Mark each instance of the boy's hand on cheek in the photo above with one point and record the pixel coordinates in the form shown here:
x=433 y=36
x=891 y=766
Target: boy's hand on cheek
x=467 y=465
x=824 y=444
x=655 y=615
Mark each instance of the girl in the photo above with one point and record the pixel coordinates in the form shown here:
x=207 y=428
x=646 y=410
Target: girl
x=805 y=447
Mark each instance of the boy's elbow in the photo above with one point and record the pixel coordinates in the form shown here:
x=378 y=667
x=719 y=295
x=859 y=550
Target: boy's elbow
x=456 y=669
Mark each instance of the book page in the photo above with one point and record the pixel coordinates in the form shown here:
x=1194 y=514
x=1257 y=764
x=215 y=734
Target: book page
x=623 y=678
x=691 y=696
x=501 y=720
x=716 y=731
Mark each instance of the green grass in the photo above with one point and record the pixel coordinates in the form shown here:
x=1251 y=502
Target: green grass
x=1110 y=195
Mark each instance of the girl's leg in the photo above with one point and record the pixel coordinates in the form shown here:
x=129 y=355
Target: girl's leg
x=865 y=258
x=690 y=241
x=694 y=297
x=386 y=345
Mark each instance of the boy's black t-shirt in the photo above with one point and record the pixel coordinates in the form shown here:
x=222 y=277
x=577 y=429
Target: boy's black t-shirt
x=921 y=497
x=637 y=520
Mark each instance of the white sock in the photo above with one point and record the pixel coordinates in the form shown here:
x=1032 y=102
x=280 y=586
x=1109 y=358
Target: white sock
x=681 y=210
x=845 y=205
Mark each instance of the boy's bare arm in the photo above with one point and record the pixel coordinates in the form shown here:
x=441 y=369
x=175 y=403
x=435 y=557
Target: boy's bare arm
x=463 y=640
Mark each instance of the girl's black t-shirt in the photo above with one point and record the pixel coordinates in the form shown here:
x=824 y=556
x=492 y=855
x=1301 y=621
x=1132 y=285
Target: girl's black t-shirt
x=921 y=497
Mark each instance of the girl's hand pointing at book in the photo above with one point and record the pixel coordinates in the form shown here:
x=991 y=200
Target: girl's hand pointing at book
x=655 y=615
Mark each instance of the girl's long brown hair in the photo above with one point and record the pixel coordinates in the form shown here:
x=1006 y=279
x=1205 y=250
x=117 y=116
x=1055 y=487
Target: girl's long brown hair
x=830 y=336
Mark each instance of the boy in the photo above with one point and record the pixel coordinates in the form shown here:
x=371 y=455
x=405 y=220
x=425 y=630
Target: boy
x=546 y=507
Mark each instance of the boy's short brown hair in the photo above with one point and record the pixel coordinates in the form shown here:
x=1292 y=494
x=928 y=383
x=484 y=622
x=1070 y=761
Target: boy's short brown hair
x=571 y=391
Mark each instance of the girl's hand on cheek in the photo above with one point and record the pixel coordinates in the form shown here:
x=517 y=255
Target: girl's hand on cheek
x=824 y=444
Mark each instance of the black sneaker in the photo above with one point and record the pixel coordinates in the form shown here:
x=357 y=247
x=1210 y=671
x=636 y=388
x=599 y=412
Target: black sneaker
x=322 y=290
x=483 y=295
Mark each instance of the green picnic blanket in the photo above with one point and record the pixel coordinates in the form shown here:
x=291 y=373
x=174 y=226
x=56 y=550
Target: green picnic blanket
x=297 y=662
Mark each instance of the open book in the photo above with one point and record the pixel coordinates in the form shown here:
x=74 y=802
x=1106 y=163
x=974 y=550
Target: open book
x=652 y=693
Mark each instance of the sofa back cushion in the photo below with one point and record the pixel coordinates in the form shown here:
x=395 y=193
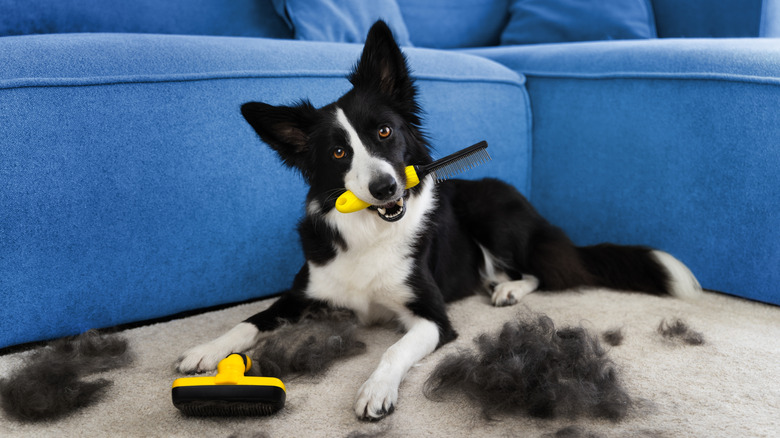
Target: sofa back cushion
x=553 y=21
x=721 y=18
x=193 y=17
x=448 y=24
x=341 y=21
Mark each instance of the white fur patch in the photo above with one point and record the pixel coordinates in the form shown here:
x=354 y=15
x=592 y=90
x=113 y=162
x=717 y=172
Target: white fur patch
x=369 y=277
x=683 y=284
x=379 y=394
x=364 y=166
x=206 y=357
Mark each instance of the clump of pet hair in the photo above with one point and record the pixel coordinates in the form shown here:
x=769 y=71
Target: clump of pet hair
x=532 y=368
x=613 y=337
x=572 y=432
x=309 y=346
x=678 y=331
x=49 y=384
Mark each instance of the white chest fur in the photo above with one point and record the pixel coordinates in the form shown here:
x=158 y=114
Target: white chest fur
x=370 y=276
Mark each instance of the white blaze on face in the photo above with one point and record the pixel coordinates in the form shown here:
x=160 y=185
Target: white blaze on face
x=364 y=166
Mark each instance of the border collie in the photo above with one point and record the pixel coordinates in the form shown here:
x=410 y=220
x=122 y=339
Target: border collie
x=413 y=250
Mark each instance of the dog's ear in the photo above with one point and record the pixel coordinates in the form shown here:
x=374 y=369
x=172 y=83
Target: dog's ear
x=382 y=66
x=285 y=128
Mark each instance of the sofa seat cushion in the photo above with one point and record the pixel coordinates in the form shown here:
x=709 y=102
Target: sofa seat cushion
x=132 y=187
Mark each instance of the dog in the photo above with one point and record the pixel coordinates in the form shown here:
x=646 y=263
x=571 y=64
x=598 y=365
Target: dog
x=413 y=250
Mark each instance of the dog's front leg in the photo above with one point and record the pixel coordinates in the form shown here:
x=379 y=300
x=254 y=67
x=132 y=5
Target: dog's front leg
x=289 y=307
x=377 y=397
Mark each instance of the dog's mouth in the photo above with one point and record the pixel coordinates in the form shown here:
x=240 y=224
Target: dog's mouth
x=392 y=211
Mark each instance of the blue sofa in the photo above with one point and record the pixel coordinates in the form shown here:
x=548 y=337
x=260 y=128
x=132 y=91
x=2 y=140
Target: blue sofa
x=131 y=188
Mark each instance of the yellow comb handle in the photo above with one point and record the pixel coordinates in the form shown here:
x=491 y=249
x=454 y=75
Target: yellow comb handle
x=349 y=203
x=231 y=369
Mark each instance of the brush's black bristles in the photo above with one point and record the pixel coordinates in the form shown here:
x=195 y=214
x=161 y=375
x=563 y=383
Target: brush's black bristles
x=459 y=162
x=204 y=408
x=228 y=400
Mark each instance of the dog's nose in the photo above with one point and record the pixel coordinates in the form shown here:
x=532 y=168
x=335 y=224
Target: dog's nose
x=382 y=187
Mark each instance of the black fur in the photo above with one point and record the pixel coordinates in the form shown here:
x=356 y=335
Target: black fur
x=489 y=213
x=50 y=384
x=308 y=347
x=678 y=331
x=613 y=337
x=532 y=368
x=447 y=257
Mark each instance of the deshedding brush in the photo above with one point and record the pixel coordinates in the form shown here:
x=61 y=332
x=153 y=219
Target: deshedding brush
x=230 y=392
x=441 y=169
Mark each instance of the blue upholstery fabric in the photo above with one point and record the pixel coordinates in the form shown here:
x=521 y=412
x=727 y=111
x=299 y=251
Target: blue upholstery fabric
x=341 y=21
x=669 y=143
x=707 y=18
x=555 y=21
x=132 y=188
x=449 y=24
x=193 y=17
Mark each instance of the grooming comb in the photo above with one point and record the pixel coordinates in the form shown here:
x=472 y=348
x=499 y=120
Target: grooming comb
x=441 y=169
x=230 y=392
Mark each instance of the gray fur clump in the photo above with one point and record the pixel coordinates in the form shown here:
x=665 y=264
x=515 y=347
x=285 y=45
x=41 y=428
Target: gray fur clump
x=50 y=384
x=309 y=346
x=532 y=368
x=678 y=331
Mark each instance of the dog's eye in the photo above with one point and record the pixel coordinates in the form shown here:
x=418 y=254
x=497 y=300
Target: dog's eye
x=385 y=132
x=339 y=153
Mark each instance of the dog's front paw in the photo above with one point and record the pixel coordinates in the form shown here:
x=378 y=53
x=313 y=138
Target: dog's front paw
x=202 y=358
x=508 y=293
x=376 y=399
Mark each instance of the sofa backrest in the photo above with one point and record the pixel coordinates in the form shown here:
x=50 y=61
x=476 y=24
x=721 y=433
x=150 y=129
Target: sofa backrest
x=256 y=18
x=717 y=18
x=431 y=23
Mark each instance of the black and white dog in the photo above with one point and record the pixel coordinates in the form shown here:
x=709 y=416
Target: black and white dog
x=413 y=250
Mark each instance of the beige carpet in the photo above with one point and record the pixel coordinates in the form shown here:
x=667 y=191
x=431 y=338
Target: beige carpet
x=728 y=387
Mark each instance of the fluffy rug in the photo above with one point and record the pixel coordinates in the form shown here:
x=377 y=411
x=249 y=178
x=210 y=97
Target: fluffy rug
x=707 y=368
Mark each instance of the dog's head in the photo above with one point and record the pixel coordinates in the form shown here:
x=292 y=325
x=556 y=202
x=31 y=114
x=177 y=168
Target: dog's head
x=362 y=142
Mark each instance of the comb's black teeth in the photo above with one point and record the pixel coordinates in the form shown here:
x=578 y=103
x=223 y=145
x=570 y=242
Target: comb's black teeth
x=452 y=165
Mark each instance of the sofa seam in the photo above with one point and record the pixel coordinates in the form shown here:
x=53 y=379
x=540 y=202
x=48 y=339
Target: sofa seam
x=67 y=82
x=764 y=80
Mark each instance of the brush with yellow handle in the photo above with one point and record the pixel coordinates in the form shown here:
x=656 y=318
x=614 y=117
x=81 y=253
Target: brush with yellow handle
x=230 y=392
x=441 y=169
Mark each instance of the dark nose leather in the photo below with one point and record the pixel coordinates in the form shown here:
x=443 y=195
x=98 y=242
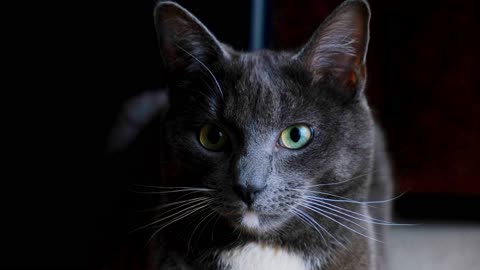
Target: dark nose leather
x=248 y=193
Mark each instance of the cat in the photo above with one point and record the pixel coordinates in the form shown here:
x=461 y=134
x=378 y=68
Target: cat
x=270 y=160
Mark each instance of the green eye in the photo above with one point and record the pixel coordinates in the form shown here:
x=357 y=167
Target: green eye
x=296 y=136
x=212 y=137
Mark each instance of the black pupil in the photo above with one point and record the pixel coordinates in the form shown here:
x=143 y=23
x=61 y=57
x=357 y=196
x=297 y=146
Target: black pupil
x=295 y=134
x=214 y=135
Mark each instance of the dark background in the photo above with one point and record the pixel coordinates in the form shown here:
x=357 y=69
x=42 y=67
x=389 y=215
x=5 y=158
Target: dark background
x=66 y=208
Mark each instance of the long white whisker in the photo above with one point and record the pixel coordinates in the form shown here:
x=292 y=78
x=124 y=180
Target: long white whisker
x=307 y=222
x=196 y=227
x=342 y=210
x=171 y=191
x=345 y=199
x=325 y=214
x=339 y=216
x=307 y=216
x=175 y=220
x=160 y=187
x=338 y=183
x=205 y=201
x=156 y=208
x=205 y=66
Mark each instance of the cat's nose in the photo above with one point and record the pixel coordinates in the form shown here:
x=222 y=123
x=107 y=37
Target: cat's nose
x=248 y=193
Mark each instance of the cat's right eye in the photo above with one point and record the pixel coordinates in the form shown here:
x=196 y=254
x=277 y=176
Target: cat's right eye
x=212 y=137
x=296 y=136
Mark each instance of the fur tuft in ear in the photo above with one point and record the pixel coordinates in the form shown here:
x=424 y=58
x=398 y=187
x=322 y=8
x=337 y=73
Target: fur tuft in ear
x=338 y=48
x=186 y=44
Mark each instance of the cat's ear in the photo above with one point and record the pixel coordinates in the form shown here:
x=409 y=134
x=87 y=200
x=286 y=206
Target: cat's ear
x=337 y=49
x=185 y=43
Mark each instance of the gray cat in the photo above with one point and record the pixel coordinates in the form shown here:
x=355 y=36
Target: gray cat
x=272 y=160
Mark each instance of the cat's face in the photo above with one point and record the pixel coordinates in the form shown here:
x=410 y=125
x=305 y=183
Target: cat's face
x=263 y=130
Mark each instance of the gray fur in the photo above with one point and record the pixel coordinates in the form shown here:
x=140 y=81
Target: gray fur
x=254 y=96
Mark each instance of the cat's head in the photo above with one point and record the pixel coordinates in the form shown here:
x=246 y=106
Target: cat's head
x=265 y=130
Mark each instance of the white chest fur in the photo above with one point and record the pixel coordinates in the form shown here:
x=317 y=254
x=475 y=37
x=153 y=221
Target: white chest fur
x=261 y=257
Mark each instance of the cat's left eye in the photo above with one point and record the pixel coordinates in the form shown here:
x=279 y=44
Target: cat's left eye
x=296 y=136
x=212 y=137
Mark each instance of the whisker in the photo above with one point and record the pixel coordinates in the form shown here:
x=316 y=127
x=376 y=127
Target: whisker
x=345 y=199
x=196 y=227
x=313 y=204
x=205 y=66
x=173 y=203
x=307 y=222
x=326 y=214
x=175 y=220
x=365 y=218
x=205 y=201
x=339 y=183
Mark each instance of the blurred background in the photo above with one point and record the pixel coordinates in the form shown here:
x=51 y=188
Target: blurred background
x=423 y=64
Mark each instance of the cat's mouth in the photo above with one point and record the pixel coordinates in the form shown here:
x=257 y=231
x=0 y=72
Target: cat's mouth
x=252 y=221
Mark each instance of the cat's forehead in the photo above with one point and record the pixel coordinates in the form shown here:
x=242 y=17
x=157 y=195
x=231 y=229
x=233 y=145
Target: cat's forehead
x=261 y=91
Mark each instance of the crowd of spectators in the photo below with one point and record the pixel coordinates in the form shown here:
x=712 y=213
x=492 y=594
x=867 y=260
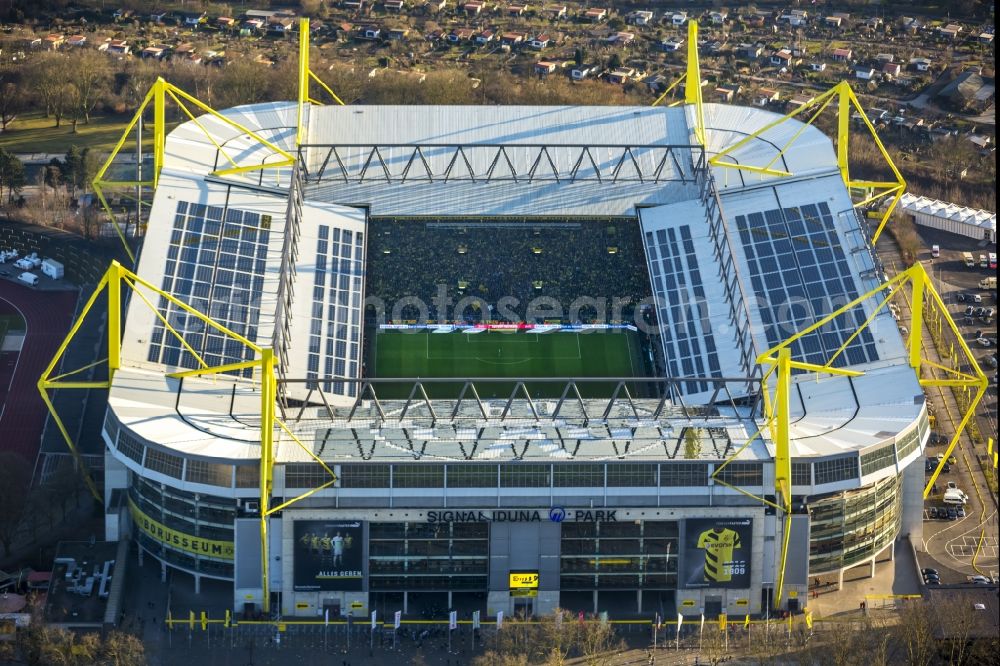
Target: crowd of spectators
x=489 y=260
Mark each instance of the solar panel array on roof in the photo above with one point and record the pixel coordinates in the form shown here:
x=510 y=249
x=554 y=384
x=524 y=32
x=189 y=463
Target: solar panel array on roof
x=681 y=306
x=799 y=274
x=215 y=263
x=335 y=330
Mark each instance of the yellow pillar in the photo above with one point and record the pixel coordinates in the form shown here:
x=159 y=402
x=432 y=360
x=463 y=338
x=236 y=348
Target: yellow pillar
x=844 y=129
x=159 y=127
x=692 y=82
x=114 y=318
x=267 y=397
x=782 y=457
x=916 y=318
x=303 y=76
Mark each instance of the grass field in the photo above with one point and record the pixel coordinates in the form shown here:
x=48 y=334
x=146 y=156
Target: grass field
x=501 y=355
x=34 y=133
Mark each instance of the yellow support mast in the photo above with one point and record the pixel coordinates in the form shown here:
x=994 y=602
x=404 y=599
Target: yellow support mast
x=692 y=85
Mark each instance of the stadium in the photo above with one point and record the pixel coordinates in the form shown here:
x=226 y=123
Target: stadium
x=624 y=359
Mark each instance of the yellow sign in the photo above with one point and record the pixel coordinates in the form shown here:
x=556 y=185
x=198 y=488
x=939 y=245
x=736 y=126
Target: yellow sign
x=179 y=540
x=524 y=580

^^^^^^^^^^^^^^^^

YOUR TASK >>
Reproduce only the lines between the line containing "Mark each instance of the yellow support" and the last line of the records, those two lines included, exactly.

EXERCISE ANSWER >>
Mark each instance of the yellow support mast in the photo above with one point and record the pixel coordinates in the form shown here:
x=994 y=602
x=404 y=599
Target: yellow support mast
x=692 y=85
Mark each instance of the stadium in the photo above with one point and record the pixel coordinates in the form shown here:
x=226 y=123
Target: stadium
x=624 y=359
Mark each instance of the yellow sign in the photo above with one point and record the pixel coordinates in the form shown here:
x=556 y=185
x=198 y=488
x=939 y=245
x=736 y=126
Target: yellow sign
x=179 y=540
x=524 y=580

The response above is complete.